■ **Do this**
Locate the line containing "Every instance of the church" in the data below. Reproduce it and every following line up to the end, exactly as given.

■ **Records provided**
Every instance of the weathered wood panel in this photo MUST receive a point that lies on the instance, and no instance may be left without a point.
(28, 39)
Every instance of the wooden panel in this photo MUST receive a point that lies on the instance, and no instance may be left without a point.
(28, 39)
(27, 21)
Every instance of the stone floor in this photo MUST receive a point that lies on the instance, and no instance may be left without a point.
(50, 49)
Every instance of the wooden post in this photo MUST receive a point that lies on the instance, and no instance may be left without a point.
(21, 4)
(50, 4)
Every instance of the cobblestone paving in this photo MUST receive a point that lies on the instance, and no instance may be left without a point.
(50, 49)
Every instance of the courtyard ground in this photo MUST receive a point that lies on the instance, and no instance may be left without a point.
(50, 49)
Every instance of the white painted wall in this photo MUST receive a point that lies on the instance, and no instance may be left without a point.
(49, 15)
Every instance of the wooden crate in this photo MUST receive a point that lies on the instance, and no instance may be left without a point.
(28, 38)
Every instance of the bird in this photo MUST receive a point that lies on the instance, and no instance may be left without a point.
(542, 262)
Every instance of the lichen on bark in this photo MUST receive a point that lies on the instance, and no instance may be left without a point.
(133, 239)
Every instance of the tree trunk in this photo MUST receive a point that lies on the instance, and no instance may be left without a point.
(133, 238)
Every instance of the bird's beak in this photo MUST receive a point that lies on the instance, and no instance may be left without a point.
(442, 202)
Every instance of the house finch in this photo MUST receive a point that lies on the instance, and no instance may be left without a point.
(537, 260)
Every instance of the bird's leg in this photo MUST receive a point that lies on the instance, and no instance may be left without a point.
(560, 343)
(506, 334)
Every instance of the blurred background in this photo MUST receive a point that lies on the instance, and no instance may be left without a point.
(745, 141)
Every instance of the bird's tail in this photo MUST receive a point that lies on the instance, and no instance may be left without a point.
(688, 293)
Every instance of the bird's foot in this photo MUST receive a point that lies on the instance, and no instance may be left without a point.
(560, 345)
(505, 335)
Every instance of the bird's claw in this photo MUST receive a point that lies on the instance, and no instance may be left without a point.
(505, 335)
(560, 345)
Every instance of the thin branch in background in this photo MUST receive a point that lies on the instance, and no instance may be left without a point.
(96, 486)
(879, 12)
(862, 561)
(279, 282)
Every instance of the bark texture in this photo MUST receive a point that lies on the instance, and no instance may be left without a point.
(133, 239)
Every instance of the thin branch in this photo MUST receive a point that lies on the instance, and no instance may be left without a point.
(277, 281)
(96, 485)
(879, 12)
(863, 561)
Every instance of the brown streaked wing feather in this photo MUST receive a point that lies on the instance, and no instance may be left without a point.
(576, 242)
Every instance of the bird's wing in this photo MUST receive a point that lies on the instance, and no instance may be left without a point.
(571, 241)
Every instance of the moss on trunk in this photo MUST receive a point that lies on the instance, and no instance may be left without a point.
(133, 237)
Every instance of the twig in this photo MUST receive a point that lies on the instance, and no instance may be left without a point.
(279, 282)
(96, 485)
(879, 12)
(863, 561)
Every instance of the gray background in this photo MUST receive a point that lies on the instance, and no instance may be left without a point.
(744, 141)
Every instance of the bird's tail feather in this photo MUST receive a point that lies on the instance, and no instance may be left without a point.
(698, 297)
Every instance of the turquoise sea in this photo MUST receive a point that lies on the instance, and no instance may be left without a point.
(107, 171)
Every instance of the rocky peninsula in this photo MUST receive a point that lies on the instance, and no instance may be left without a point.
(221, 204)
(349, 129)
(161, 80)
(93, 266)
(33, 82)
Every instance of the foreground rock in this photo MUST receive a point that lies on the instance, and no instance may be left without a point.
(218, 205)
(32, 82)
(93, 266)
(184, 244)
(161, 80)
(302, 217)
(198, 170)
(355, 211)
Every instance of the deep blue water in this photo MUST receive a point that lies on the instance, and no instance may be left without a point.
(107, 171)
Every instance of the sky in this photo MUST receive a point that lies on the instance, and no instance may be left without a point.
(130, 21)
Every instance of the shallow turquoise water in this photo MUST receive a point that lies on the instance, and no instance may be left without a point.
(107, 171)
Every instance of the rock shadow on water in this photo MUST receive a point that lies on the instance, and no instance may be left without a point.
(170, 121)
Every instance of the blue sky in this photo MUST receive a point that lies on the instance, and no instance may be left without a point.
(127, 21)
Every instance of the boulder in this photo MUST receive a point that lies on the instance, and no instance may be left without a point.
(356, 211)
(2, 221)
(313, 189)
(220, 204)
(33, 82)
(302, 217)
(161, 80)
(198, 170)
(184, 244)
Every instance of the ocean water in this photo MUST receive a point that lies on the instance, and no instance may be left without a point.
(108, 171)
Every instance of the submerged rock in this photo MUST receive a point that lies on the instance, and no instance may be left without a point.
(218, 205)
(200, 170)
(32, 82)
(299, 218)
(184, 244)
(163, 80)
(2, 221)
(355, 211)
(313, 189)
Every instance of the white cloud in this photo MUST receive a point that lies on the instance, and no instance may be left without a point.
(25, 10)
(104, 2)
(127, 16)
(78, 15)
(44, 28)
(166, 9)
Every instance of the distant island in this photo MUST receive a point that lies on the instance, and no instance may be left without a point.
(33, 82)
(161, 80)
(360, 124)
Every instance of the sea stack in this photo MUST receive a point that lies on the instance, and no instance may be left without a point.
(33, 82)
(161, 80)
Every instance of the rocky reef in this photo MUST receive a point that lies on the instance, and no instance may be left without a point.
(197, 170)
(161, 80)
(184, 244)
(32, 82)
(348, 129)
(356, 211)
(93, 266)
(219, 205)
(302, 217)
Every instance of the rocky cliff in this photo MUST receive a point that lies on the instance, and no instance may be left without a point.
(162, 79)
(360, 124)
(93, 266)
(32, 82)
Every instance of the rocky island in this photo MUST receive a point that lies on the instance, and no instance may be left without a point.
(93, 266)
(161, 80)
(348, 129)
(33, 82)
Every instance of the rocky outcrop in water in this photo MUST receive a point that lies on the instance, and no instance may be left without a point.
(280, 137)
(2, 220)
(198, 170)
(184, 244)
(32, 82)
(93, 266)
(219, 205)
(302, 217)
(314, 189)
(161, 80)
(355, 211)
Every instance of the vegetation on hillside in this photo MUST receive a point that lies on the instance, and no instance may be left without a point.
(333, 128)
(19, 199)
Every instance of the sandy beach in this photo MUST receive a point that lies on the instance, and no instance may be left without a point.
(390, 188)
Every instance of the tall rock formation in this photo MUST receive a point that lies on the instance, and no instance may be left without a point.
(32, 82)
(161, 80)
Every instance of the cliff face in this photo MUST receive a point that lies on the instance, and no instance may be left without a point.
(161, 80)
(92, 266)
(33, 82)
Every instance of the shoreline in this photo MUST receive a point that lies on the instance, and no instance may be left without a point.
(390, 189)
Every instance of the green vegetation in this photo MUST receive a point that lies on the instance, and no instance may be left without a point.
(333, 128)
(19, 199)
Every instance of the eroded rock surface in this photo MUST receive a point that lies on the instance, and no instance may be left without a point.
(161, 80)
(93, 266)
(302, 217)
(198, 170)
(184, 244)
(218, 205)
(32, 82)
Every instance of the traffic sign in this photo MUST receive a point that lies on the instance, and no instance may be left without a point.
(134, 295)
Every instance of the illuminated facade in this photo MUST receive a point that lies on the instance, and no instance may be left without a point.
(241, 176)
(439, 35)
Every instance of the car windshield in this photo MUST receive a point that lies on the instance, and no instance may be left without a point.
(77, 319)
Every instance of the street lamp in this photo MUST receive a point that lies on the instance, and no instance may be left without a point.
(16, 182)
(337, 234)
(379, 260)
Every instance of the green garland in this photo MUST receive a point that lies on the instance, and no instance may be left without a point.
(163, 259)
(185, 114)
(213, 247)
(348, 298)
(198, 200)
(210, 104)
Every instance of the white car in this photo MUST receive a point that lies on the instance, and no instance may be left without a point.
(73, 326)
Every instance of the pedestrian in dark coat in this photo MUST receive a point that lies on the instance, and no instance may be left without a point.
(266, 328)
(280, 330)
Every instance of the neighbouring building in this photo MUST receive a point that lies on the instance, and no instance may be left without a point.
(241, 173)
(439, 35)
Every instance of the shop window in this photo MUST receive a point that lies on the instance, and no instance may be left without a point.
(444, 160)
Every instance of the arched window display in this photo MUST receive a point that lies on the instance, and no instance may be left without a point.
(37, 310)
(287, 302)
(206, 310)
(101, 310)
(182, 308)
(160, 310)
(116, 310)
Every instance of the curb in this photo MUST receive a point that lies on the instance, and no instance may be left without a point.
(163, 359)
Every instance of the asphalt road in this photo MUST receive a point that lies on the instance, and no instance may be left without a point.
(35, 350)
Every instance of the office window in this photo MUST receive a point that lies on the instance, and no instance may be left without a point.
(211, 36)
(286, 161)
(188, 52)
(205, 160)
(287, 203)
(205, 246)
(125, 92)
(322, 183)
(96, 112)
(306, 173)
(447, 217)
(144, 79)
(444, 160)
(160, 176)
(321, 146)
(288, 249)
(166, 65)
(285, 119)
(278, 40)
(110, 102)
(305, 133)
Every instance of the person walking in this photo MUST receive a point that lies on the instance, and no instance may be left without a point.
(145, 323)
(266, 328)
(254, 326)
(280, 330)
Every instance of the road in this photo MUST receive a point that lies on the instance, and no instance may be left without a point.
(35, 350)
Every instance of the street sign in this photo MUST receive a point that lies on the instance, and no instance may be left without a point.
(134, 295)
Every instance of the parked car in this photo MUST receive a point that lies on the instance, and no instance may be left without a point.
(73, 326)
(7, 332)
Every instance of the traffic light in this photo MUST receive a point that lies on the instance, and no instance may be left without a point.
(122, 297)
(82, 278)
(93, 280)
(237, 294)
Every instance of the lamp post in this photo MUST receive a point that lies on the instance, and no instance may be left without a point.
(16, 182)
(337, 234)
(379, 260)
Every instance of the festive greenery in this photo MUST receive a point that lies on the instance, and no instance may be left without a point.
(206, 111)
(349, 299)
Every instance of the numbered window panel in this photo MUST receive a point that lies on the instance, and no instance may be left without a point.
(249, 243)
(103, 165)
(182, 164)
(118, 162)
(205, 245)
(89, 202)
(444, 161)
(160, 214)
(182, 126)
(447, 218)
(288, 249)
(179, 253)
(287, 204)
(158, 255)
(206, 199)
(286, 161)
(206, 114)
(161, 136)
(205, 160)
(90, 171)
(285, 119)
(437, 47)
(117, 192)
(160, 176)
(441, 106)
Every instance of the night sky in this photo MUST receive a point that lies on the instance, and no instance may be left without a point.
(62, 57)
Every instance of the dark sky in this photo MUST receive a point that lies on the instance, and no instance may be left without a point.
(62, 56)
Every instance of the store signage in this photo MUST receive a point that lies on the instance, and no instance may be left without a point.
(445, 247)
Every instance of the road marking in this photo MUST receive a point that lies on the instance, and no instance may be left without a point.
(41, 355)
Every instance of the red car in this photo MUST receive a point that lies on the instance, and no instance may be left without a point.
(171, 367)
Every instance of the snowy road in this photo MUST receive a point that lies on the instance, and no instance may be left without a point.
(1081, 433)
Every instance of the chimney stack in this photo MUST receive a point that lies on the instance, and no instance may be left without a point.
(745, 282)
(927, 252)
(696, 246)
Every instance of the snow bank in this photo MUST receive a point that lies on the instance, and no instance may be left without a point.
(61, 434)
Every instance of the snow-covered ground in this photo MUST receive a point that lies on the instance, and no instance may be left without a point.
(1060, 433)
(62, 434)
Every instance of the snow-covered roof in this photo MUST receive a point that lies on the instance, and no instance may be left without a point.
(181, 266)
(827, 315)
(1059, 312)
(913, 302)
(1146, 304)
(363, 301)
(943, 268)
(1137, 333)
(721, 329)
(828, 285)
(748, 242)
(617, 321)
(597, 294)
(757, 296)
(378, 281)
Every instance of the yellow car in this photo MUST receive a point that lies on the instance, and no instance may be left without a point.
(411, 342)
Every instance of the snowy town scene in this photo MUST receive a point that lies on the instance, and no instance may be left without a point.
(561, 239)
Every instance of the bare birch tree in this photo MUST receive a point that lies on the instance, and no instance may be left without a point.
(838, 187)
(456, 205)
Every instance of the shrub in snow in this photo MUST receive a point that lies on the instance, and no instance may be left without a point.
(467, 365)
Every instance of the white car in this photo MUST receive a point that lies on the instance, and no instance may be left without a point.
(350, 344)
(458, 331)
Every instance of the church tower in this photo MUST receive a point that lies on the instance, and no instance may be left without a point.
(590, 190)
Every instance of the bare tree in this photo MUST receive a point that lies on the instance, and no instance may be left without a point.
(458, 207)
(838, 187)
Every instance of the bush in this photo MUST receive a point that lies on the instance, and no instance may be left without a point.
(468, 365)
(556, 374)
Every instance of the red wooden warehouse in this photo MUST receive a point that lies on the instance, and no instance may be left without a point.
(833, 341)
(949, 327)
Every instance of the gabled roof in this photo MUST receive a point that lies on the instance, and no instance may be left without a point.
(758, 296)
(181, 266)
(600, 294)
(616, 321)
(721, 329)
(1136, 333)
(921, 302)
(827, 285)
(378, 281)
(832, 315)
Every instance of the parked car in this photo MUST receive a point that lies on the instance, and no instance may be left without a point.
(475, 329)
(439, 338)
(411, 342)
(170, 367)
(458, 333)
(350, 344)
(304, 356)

■ **Final result**
Every instance of the church tower in this photo MUST receive a point that lies on the instance, and no instance may be left without a point.
(590, 190)
Every instance of the bare tree in this photo MUST receive a point that lies on the instance, and no instance may be left without a point.
(458, 207)
(838, 187)
Every instance of the bush in this photo MUST receive a point that lies on the instance, and no instance may be left without a point.
(468, 365)
(556, 374)
Every instance of the red wooden warehouse in this photo MUST receive a point that lies on the instance, and no instance may be left without a point.
(833, 341)
(949, 327)
Every instance of the gabled roof in this photo MUST receive a point that lies on the instance, and no instance may be left without a point.
(758, 296)
(181, 266)
(600, 294)
(616, 321)
(721, 329)
(1136, 333)
(921, 302)
(827, 285)
(378, 281)
(832, 315)
Every instance of the parked car in this photo MUST receive a point that lies on the instance, and no instance may be left without a point.
(475, 329)
(439, 338)
(411, 342)
(170, 367)
(458, 333)
(350, 344)
(304, 356)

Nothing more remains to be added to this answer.